-- What to work on --
1. Answer these questions from the text on company production factors:
(a) According to the text, who was probably the actual "inventor" of social market economy?
(b) Who first defined the modern term "culture"?
(c) How many years of gainful employment does a 55-year-old have ahead, according to the text?
2. Continue the text on company production factors from its last sentence.

-- Text provided --
BEGIN

Why is that so? At the age of 55, you have approximately 10 years of gainful employment ahead of you. If you are 30, you will most likely want a career and therefore probably see the firm just as a starting point towards future success elsewhere. A “youngster” in a company is subjected to a rather time-consuming trainee program. The company invests heavily in him. But how often have I myself seen people eager to do a trainee program in one firm and then, now with even better qualification than before, apply for a job in another company?

One of the reasons for this rubbish seems to be the neglect of a model by the “Freiburger Schule”. The “Freiburger Schule” developed the program on which Ludwig Ehrhard’s social market economy was based. The actual “inventor” of social market economy was probably Alfred Müller-Armack, but it was Ludwig Erhard who applied it politically. The model shows the production factors of an enterprise.

The production factors:

Among the hard factors are:

Labour: the contribution towards the product value by the employee.

Capital: money invested and ready to be invested.

Property: has been replaced either by environmental use or, in the case of banks by investment capital. I guess a bank hardly consumes environment.

Among the soft factors are:

The company culture: the way people treat each other in a company. It was Johann Gottlieb von Herder who first defined the modern term “culture”. He meant it as the living (starting, developing and ending) concept of a social being. Company culture shows what is being nurtured in a special way in an enterprise; the importance of results, communicative competence, conflict solving, virtue, knowledge.

END

-- Data under study --
BEGIN

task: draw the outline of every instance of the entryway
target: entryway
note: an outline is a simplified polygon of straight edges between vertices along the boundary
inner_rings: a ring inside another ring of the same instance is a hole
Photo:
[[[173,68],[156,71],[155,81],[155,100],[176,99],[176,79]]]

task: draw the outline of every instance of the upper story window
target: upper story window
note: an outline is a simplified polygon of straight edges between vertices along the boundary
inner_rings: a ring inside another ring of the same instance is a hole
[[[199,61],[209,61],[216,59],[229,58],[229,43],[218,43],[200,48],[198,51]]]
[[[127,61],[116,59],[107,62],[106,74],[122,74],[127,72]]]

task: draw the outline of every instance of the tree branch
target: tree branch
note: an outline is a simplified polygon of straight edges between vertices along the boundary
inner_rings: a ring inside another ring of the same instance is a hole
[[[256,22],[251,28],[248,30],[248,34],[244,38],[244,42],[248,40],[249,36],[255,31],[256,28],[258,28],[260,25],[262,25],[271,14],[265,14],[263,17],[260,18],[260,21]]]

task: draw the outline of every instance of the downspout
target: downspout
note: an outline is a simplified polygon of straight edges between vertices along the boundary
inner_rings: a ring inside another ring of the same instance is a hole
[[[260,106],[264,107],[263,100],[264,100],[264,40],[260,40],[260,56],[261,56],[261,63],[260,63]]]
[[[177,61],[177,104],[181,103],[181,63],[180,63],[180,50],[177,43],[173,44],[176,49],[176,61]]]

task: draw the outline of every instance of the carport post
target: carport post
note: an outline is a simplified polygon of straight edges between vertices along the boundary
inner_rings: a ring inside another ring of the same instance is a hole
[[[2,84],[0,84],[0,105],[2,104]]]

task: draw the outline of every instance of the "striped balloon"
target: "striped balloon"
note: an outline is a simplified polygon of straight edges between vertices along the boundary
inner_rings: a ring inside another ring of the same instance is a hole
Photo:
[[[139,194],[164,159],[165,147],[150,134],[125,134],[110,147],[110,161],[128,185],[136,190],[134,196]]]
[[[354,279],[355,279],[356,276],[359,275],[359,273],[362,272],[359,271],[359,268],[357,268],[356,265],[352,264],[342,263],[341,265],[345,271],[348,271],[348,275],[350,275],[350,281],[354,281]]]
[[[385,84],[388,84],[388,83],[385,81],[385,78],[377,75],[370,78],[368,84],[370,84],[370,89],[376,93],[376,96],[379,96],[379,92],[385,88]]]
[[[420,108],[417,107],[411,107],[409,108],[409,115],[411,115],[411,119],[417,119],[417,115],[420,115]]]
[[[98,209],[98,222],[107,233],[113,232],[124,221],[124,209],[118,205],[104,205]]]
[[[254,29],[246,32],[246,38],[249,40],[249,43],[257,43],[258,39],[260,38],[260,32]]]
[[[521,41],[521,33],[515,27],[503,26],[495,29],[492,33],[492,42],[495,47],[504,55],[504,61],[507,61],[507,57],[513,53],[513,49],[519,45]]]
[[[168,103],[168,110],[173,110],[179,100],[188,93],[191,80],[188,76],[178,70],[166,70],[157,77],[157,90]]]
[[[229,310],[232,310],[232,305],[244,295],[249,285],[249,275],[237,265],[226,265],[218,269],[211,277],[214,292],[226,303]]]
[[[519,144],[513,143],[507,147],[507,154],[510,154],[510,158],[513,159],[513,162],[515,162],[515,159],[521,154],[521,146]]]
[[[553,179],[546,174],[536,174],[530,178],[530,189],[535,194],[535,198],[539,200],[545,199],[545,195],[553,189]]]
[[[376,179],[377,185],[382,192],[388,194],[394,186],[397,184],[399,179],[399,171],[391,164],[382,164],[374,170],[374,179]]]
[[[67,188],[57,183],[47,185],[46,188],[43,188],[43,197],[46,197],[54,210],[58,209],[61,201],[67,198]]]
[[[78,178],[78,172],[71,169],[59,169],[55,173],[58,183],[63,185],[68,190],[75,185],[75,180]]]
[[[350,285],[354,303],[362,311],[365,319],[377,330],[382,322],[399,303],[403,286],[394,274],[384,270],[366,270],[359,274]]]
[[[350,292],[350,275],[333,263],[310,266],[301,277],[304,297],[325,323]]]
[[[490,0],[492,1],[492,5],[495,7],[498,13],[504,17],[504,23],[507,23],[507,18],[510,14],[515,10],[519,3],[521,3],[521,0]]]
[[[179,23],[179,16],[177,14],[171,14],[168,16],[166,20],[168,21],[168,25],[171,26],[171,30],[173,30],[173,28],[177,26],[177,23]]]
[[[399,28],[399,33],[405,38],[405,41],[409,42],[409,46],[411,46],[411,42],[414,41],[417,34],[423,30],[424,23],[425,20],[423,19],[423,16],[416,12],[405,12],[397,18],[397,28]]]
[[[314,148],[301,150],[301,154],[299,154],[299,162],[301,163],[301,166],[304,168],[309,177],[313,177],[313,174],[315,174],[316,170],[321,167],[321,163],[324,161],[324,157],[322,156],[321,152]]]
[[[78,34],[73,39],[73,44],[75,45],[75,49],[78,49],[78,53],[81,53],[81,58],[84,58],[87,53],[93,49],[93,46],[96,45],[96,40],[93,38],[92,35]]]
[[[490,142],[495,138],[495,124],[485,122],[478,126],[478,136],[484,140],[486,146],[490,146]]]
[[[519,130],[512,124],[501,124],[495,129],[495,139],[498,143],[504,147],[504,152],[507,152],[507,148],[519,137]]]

END

-- Answers to the exercise --
1.
(a) Alfred Müller-Armack
(b) Johann Gottlieb von Herder
(c) Approximately 10 years

2.
Mobility is physical and mental mobility. Physical mobility can be experienced both passively and actively. Employees can be moved to another department, but this should not happen against their wishes. Mental mobility expresses the ability to understand new concepts well, fast and reliably.

Knowledge gets its prominence from the fact that our current, post-modern society is an information society. What matters here is the percentage of the production factor “knowledge” in the total product value. And in my opinion, this is higher today than it used to be. The same is probably true for services. However, I am sure that neither an information society nor a service society can survive by itself. But what is knowledge? If you mention Machiavelli, then the answer will often be “the ends is more important than the means”, even though Machiavelli himself never wrote that sentence (at least I found it in none of the translations I could lay my hands on). I guess Francis Bacon with his “scientia est potential” is a similar case. Read in the correct context, it probably should have been more like “power of knowledge”. Taking into consideration that Bacon lived between late 1500 and early 1600, the etymological meaning of the term “power” was probably closer to his heart than it is today: Power is Know-how, ability and capacity to make a difference. We might therefore translate “scientia est potentia” as “knowledge is ability to act”. That would also take care of the aspect of having to solve problems in an enterprise.

This is how knowledge, although only a soft factor, becomes an important production factor. When we talk about knowledge, we do not mean the mere information, which can easily be gained through computers or the internet, but the knowledge processed for the actual managerial situation. It is paramount to activate that knowledge which is able to solve managerial problems. That is a factor often destroyed by enterprises these days. Through their own redundancy politics, many companies abandon an enormous part of their vital knowledge. Many employees who have spent most of their lives in a company take huge amounts of knowledge with them, never to be used again.

The preference of hard factors in more than a few enterprises might well accelerate their downfall. In the long run, only an allocation of all the six productive factors makes a company a success.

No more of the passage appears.